▶ [Task directions]
In the passage on the first UCAS Clearing update, why are many Scottish applicants still holding an offer instead of a place? Answer in one to three sentences.

▶ [Passage provided]
== Segment start ==

With such an enormous number of likely appeals there’s a whole new variable in understanding university this year. On top of all the other whole new variables, like the global pandemic, and suchlike. This makes reading the first iteration of the UCAS Clearing update very difficult.

The good news for the sector is that there are slightly more Scottish applicants in the system than last year (47,770 – up around 1 per cent). However, substantially more of these students appear to be holding an offer (7,360 – up 15 per cent) rather than holding a place. The definitions here are critical: if you are “holding an offer” on the UCAS system you have not yet had your results verified against the conditions attached to that offer.

In normal, non-2020, years you would expect that on the release of the results that these accepted conditional offers would be confirmed straight away. This time round, providers are likely to be spending longer in making application decisions (bearing in mind concerns over calculated grades), and many non-SQA qualifications – for example professional registration examinations, or HNCs – will have delayed results.

SIMD4 quintile 5 (most advantaged) applicants are more likely to be placed – 39 per cent of 18 year olds have been placed, compared with 11.9 per cent of quintile 1. The direction of travel is good (there’s a one per cent year-on-year increase for Q1), but there’s still clearly a lot to do – and this year’s SQA results will not help.

In terms of subject, placed applicants studying subjects allied to medicine are up 5 percent in Scotland on this time last year, with placed students studying Education up 11 per cent. And Scottish domiciled students are more likely both to be placed at a provider in Scotland (up 1 per cent) and to hold an offer at a provider in Scotland (up 16 per cent).

Despite what was expected, there has been a slight (8 per cent) drop in applicants free to be placed in Clearing. Again, this could be explained by uncertainty over marks pending appeal. But a decline in applicants placed at their insurance offer suggests that the ongoing restrictions on offers with unconditional components are having an impact.

What does this tell us about next week?

Unlike Scotland, there are no appeals against calculated grades in England. Students would have the option to resit in the autumn, but this would render them unable to take up a place in September or October. A similarly acute and obvious issue with A level grades would require political intervention to resolve.

The presence of this anomaly in Scotland means we can learn much less about the way the 2020 cycle will play out in the rest of the UK. It’s fair to assume that the resit option could play out in England as a rise in applicants removing themselves from the UCAS system, but we don’t get direct data on that until the cycle is complete.

We see one interesting piece of data about England that is worth bearing in mind as we await the UK’s largest cohort of 18 year olds. Proportionally less cycle entrants are placed at their firm or insurance offer at this stage of the cycle, an artifact of the ban on most unconditional offers.

== Segment end ==

▶ [Supplied records]
== Segment start ==

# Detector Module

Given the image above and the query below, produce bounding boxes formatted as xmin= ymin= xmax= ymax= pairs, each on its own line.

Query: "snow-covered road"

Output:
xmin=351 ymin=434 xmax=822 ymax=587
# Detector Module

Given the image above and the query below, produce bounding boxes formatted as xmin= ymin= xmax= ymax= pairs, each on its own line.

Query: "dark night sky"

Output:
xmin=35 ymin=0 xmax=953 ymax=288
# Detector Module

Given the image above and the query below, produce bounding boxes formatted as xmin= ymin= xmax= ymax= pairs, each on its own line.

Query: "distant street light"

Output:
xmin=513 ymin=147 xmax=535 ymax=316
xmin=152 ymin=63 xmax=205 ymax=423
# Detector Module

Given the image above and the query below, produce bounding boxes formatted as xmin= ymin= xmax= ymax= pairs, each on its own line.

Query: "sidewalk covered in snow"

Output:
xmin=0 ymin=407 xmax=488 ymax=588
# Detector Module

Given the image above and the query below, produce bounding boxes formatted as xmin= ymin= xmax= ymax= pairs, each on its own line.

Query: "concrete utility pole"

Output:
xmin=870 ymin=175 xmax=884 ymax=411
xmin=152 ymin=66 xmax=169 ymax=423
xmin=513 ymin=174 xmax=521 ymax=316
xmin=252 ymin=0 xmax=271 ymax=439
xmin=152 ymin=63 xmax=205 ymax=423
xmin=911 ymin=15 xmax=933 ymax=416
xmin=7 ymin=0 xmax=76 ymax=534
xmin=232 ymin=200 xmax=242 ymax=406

== Segment end ==

▶ [Problem solution]
In a normal year, accepted conditional offers would be confirmed as soon as results came out. This year, providers are likely taking longer over decisions because of concerns about calculated grades. Many non-SQA qualifications, such as professional registration examinations or HNCs, will also have delayed results.